GOAL A:
Reproduce word for word the section of the passage on Mumbai's resilience that begins at "And that spirit" and ends after "a day later.".
GOAL B:
In the passage on Mumbai's resilience, what did volunteers do in 1993 and 2003?

DOCUMENT PASSAGE:
And that spirit seems to be indomitable. There is much talk in the media about Mumbai’s resilience and its buoyancy in the face of adversity. Much of this is true. Crisis brings out the best in Mumbaikars. In 1993, as in 2003, volunteers instantly queued up to help the injured, donate blood and maintain order while attendance at work remained high. Interviews with the man in the street after this blast, as in previous cases, reveal a people frightened, but not in the least deterred from going about their daily lives. One has to work and there is no choice said commuters, travelling on the route of the last blast a day later.
It is a quality to be admired. And yet, at the same time, there are uncomfortable facts that need to be confronted. The fact that despite a spate of blasts since last December, nobody has seemed quite clear on the group or groups responsible for them. Possibilities indicated have included the ISI, SIMI, lesser known local organisations, the underworld, disaffected youths from neighbouring states or a combination of all these. Nobody seems to be certain. Worse still, nobody has been asking.

ENTRIES SUPPLIED:
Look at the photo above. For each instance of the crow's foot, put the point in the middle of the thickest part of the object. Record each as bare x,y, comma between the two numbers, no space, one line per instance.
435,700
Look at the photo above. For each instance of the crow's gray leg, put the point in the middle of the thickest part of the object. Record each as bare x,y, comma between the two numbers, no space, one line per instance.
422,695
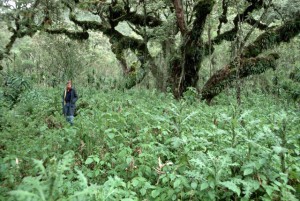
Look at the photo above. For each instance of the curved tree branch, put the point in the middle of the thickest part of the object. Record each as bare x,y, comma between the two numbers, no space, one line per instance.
224,77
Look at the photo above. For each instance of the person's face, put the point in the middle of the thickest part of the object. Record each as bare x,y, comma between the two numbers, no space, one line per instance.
69,85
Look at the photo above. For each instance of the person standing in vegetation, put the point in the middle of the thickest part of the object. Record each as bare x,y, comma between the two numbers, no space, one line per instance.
69,99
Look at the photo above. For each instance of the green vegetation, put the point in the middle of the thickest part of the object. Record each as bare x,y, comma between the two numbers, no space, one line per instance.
178,100
145,145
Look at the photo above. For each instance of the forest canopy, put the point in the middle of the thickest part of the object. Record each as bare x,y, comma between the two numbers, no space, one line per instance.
173,41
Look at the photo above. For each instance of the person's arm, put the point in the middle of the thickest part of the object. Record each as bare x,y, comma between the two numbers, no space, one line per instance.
75,98
63,97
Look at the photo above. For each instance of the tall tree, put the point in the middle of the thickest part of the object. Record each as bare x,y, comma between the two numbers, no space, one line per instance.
177,25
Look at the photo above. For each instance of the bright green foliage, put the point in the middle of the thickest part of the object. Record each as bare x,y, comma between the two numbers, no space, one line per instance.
144,145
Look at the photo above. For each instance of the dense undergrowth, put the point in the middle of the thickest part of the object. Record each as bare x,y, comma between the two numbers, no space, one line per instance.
144,145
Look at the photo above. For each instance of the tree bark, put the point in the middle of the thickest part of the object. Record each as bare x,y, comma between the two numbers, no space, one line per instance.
185,68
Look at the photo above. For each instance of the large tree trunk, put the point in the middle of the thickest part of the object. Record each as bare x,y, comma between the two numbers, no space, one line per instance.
250,63
185,67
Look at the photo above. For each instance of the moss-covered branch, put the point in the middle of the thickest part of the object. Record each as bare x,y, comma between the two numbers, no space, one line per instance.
75,35
273,37
226,76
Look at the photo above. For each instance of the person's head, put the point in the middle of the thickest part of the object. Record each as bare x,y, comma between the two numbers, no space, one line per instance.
69,84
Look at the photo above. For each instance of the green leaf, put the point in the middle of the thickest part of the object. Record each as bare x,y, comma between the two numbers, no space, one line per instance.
155,193
231,186
204,186
194,185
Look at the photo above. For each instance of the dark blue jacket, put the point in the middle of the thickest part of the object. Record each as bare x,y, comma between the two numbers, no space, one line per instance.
69,108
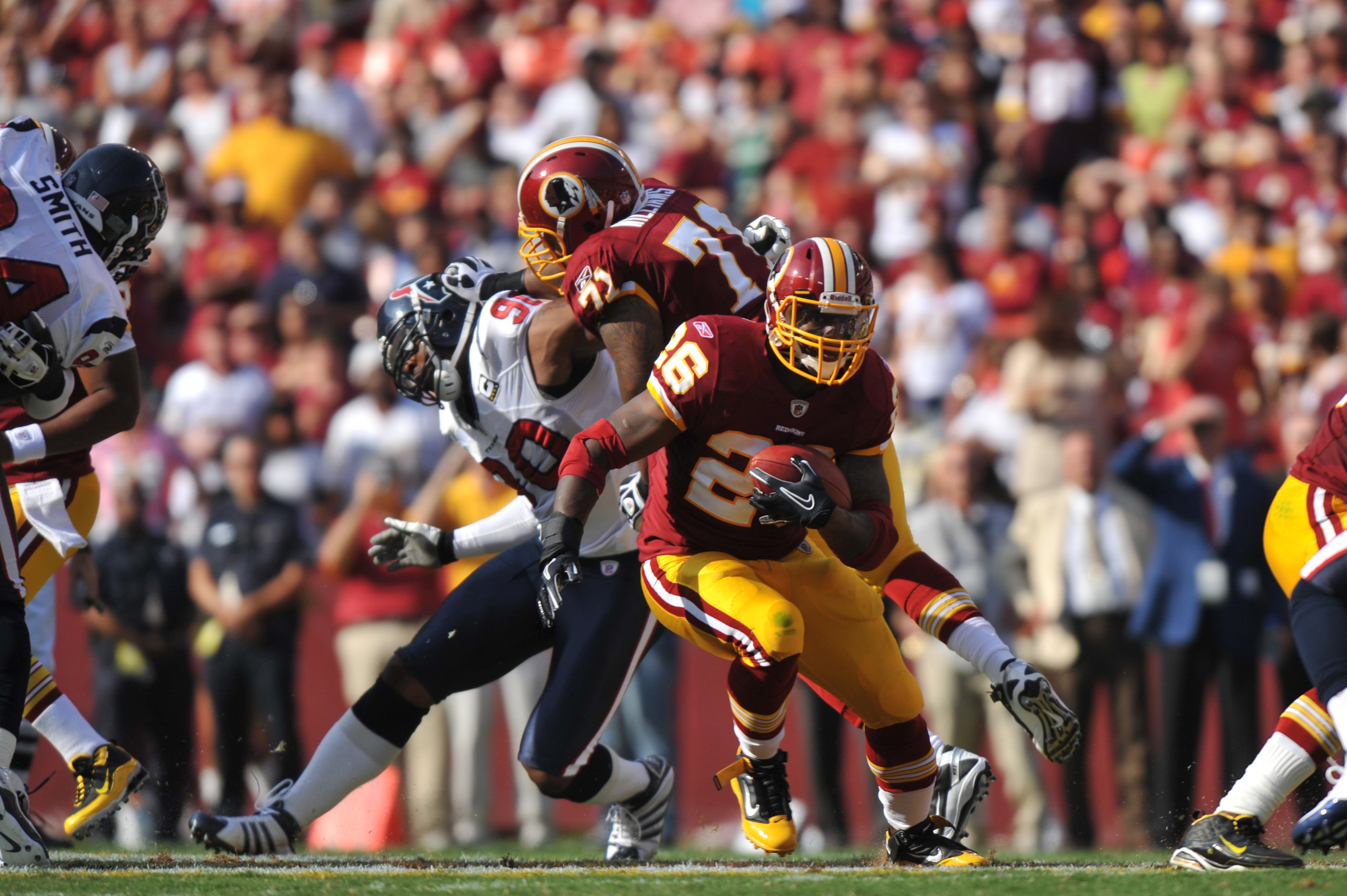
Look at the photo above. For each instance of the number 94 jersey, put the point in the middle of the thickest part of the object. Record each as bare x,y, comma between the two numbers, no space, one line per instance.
675,252
46,263
522,434
717,384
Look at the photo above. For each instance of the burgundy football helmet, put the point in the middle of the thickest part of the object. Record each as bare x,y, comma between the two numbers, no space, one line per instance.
821,309
570,190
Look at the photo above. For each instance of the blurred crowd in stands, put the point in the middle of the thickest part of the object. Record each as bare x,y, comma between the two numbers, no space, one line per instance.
1112,239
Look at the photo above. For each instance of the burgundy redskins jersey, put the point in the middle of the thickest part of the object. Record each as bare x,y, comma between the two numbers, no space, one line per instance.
716,382
675,252
1325,460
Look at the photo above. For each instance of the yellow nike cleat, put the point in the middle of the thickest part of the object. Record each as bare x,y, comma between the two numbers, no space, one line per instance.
764,801
920,845
103,783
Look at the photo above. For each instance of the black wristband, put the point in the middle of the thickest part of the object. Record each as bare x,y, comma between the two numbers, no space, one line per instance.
561,534
445,549
493,283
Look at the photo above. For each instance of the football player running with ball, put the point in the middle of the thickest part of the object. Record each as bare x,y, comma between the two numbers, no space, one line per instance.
636,259
71,230
725,560
514,389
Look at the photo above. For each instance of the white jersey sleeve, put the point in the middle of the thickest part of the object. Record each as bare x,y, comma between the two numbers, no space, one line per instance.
520,434
46,262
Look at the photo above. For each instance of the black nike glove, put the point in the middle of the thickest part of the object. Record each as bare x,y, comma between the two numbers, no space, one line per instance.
631,499
806,502
561,564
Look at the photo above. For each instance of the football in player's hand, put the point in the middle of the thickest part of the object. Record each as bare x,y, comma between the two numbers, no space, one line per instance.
776,460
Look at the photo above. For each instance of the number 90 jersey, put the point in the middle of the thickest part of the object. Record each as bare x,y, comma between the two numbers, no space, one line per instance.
674,251
716,383
520,434
46,263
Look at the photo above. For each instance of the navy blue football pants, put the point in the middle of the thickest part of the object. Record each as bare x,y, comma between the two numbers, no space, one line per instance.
490,624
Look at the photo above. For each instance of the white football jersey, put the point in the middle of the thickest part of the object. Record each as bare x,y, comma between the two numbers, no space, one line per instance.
520,434
46,263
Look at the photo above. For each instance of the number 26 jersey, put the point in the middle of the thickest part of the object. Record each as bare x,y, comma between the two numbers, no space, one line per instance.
522,434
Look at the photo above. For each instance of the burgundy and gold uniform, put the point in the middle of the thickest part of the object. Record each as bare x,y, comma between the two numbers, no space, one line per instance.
1308,518
752,592
675,252
716,382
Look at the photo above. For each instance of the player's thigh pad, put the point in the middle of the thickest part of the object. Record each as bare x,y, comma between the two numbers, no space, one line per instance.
850,650
907,545
38,560
725,606
603,632
1302,520
1319,624
486,627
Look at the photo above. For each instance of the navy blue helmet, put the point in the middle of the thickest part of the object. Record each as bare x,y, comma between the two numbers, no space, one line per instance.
423,333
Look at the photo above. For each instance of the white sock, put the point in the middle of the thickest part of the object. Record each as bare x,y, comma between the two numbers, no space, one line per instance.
349,755
759,750
66,730
1338,712
1279,768
627,781
980,644
907,809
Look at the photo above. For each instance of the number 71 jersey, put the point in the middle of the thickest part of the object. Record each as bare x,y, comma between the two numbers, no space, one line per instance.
46,263
675,252
520,434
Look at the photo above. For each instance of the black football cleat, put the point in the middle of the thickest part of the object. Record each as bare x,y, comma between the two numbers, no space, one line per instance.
1225,843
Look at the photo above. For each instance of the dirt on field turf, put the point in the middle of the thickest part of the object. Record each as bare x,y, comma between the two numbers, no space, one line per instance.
193,875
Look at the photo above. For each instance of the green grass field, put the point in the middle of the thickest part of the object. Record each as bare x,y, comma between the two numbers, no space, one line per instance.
570,868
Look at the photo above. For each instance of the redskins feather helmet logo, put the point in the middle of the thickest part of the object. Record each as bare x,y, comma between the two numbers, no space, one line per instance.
562,196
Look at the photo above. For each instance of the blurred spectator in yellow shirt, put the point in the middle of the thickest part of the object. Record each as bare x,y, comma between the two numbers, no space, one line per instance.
278,161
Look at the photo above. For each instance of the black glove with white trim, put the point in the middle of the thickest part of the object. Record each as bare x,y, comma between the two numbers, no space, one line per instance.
404,545
806,502
561,564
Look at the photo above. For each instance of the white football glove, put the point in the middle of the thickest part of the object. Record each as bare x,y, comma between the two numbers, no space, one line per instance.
411,545
1032,702
23,360
464,278
768,236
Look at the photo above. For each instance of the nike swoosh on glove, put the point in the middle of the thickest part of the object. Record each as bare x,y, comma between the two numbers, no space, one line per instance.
464,278
806,502
768,236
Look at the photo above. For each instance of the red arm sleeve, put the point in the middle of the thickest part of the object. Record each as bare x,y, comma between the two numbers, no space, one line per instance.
886,535
577,460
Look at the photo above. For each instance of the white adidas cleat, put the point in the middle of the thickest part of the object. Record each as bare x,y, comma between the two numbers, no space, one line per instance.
639,822
962,781
1031,700
21,844
271,832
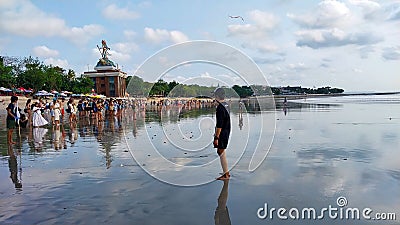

FINISHED ANSWER A:
And that spirit seems to be indomitable. There is much talk in the media about Mumbai’s resilience and its buoyancy in the face of adversity. Much of this is true. Crisis brings out the best in Mumbaikars. In 1993, as in 2003, volunteers instantly queued up to help the injured, donate blood and maintain order while attendance at work remained high. Interviews with the man in the street after this blast, as in previous cases, reveal a people frightened, but not in the least deterred from going about their daily lives. One has to work and there is no choice said commuters, travelling on the route of the last blast a day later.

FINISHED ANSWER B:
They instantly queued up to help the injured, donate blood and maintain order.